[Instructions for the task] Starting at the line that contains "As a warehouse robot's perception module, locate small" and continuing through the last of the items below, reproduce those lines with "warehouse" updated to "factory" wherever it occurs and everything else unchanged.

[Data supplied]
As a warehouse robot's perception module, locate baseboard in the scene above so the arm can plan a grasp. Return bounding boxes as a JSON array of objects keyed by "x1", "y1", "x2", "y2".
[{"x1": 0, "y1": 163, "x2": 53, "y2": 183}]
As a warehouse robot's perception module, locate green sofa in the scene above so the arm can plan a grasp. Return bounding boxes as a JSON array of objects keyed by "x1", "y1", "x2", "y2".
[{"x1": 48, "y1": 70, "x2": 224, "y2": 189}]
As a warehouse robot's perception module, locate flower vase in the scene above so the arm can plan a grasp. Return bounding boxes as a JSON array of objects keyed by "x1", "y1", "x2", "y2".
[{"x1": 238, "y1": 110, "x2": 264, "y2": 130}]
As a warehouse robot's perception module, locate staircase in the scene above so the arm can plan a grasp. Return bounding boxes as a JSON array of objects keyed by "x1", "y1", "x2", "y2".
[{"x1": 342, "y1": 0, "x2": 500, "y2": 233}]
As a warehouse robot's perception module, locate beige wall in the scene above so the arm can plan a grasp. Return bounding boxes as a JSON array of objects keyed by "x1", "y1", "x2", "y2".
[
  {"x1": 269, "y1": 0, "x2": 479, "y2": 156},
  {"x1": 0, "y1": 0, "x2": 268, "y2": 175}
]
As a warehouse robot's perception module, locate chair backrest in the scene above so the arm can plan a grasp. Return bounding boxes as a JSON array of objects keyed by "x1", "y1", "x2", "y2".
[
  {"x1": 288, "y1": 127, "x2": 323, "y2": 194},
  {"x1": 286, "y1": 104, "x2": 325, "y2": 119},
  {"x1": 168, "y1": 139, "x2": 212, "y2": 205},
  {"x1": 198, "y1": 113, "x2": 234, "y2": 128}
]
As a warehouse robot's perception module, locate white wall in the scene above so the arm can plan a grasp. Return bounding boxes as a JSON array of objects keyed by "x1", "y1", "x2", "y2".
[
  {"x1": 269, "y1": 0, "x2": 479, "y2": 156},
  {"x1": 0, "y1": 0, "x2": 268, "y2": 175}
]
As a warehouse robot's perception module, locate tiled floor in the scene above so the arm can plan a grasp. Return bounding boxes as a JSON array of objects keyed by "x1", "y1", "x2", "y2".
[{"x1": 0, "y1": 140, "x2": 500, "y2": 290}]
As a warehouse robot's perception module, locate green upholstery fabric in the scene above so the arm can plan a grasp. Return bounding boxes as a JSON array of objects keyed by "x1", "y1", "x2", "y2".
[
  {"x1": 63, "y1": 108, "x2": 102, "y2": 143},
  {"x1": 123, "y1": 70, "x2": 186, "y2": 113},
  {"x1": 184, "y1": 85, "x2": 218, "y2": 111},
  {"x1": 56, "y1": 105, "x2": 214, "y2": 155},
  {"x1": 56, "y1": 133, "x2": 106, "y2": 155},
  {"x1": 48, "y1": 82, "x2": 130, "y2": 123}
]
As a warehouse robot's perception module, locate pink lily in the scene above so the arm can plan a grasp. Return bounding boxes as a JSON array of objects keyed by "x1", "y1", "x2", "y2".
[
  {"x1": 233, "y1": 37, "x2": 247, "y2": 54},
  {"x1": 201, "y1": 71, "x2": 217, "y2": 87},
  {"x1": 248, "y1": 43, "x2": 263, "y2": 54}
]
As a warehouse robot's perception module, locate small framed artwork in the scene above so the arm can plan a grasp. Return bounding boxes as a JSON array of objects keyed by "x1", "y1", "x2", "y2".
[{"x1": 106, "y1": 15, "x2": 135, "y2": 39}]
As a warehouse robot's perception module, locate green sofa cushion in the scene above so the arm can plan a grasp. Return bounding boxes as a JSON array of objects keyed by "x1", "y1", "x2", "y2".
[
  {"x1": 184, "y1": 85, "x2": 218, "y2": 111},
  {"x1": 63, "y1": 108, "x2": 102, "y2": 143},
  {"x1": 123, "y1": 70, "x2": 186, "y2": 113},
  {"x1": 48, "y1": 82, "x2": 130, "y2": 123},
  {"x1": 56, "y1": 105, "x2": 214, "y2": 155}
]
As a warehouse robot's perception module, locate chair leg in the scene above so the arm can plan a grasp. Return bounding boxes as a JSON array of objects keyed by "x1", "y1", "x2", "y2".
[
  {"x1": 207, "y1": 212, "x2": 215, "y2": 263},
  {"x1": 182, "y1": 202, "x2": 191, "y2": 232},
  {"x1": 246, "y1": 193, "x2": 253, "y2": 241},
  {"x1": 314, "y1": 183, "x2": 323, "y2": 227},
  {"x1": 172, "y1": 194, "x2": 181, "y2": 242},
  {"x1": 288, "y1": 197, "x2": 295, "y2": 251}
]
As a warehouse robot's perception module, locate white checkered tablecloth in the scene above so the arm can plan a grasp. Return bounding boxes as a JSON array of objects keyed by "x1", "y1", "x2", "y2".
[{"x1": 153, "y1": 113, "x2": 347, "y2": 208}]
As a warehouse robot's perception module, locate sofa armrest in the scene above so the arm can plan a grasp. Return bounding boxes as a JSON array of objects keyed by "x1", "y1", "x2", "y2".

[Response to the exercise]
As a factory robot's perception module, locate small framed artwork in the scene above so the arm can plan a grasp. Return bounding boxes as a JSON array of objects keyed by "x1", "y1", "x2", "y2".
[{"x1": 106, "y1": 15, "x2": 135, "y2": 39}]
As a factory robot's perception module, locate green sofa cushion in the scene above so the arm can plan a grasp. Return bounding boxes as a JSON array of objects keyed by "x1", "y1", "x2", "y2".
[
  {"x1": 184, "y1": 85, "x2": 218, "y2": 111},
  {"x1": 63, "y1": 108, "x2": 102, "y2": 143},
  {"x1": 123, "y1": 70, "x2": 186, "y2": 113},
  {"x1": 48, "y1": 82, "x2": 130, "y2": 123},
  {"x1": 56, "y1": 105, "x2": 214, "y2": 155}
]
As a factory robot's perception module, locate chair leg in the scene above so the arm can plan a grasp. Return bounding boxes as a JSON array of objects keyed by "x1", "y1", "x2", "y2".
[
  {"x1": 207, "y1": 212, "x2": 215, "y2": 263},
  {"x1": 182, "y1": 202, "x2": 191, "y2": 232},
  {"x1": 246, "y1": 193, "x2": 253, "y2": 241},
  {"x1": 314, "y1": 183, "x2": 323, "y2": 227},
  {"x1": 172, "y1": 194, "x2": 181, "y2": 242},
  {"x1": 288, "y1": 197, "x2": 295, "y2": 251}
]
As a factory robot's perception module, locate white checkered tablecloth in the scene above so the arm can plan a grasp. Return bounding boxes as a JSON array of objects keyed by "x1", "y1", "x2", "y2".
[{"x1": 153, "y1": 113, "x2": 347, "y2": 208}]
As a factory robot's perception module, locate sofa armrest in the scene above so the arm can plan a grasp. Return bounding boxes as a JSON array of objects keyed by "x1", "y1", "x2", "y2".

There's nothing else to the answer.